__PROVIDED PASSAGE__
_ _ _

My family is in and around Houston. My friends are there.
Watching the devastation brought on by the flooding from Hurricane Harvey and checking Facebook and email constantly to see if my family and friends were safe (they are), or if my old neighborhoods survived intact (some yes, some no), those cannot compare to the feelings of living through it. But watching from 1800 miles away and feeling helpless, I wanted to do something. The night the rains started, it occurred to me we could do a version of “When the Levee Breaks,” and use it to try to raise money. I had no idea how bad things would get, and how much relief would be needed.
I wrote to our cellist, Jody (originally from Dallas), and told her I wanted to try to do something to help out in Houston. Without even asking what it was, she wrote back, “I’m in.”
Yesterday we were able to get into the studio. And today, here we are.
The 1971 Led Zeppelin cover version is certainly the most well-known version of “When the Levee Breaks,” but the song is not original to them. I decided to go back to the original version, which was a Delta Blues song written and recorded in 1929 by Memphis Minnie and her then-husband Kansas Joe McCoy. The song was about the 1927 Mississippi River flood — still the worst river flood in U.S. history. If I wanted — in some small, small way– to express solidarity with the people in Texas dealing with this nightmare, I thought a song that’s 90 years old, commemorating a similar event, had a lot of resonance. Ain’t nobody alone, even if it feels that way.
But I can’t play Delta Blues guitar, so I re-worked the song, moving it from a major to minor key, and slowing it way down.
When I lived in the Midtown neighborhood in Houston, I rescued a stray cat that showed up on my porch one day, starving. His ear was docked, meaning he’d been caught, neutered, and released back into the neighborhood. His other ear was cut, like he’d been in a fight. My wife named him Thomas.

_ _ _

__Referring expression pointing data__

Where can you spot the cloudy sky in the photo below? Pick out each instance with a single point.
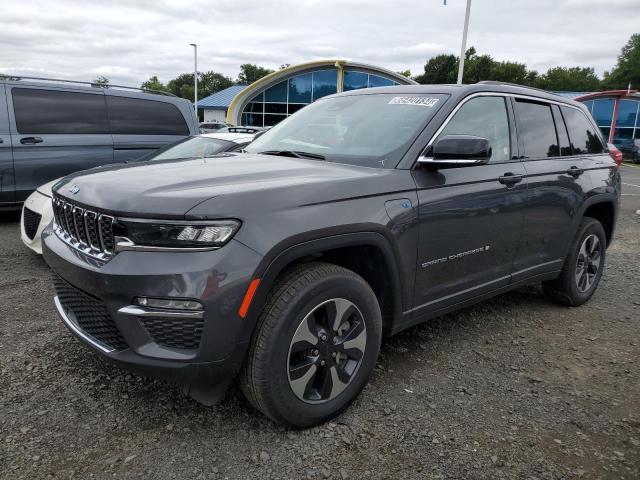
(128, 41)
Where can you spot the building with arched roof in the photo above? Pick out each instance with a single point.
(280, 94)
(617, 113)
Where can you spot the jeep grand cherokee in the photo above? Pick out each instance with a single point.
(361, 215)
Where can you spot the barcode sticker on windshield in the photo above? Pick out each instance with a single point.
(422, 101)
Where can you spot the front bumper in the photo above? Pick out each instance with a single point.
(95, 301)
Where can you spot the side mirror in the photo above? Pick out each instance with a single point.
(453, 151)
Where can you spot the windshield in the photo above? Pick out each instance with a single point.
(372, 130)
(192, 147)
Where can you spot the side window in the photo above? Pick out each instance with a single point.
(561, 128)
(57, 112)
(536, 130)
(484, 117)
(135, 116)
(583, 136)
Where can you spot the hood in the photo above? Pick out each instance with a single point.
(244, 181)
(47, 187)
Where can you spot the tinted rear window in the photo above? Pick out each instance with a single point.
(536, 129)
(54, 112)
(583, 136)
(561, 128)
(135, 116)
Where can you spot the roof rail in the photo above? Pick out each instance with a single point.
(498, 82)
(91, 84)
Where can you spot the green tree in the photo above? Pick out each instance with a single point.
(212, 82)
(579, 79)
(101, 81)
(627, 70)
(154, 84)
(442, 68)
(249, 73)
(208, 83)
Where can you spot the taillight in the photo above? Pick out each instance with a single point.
(615, 153)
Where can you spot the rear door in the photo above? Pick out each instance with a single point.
(470, 217)
(55, 132)
(6, 157)
(556, 187)
(140, 125)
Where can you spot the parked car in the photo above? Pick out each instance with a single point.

_ _ _

__WORK ITEM A__
According to the Hurricane Harvey essay, why did the writer go back to the 1929 original of "When the Levee Breaks" rather than the Led Zeppelin cover? Answer in one to three sentences.
__WORK ITEM B__
Pick up the Hurricane Harvey essay where it stops and continue it.
The records come from a source separate from the Hurricane Harvey essay.

__RESPONSE AREA A__
The 1929 song was about the 1927 Mississippi River flood, still the worst river flood in U.S. history. The writer felt that a 90-year-old song commemorating a similar event had a lot of resonance as a way to express solidarity with the people in Texas.

__RESPONSE AREA B__
That was almost 14 years to the day before the rains from Harvey started. That neighborhood flooded. This other cat, which has now gone viral thanks to an indelible picture by an LA Times photographer during Harvey, could have been Thomas:
A cat swims for dry ground after an apartment was inundated with water following Hurricane Harvey. pic.twitter.com/kVj0B3Waow
— Los Angeles Times (@latimes) September 2, 2017
We lost Thomas earlier this year. He showed up skinny and starving, but made the move across the country with us and he lived out his life for another nearly 13 years, fat and happy, with friends all around our neighborhood in LA. He was the best cat, and so half the money that we raise from this single will go to support the Houston Humane Society, which is working like crazy right now to help animals like Thomas all over Houston.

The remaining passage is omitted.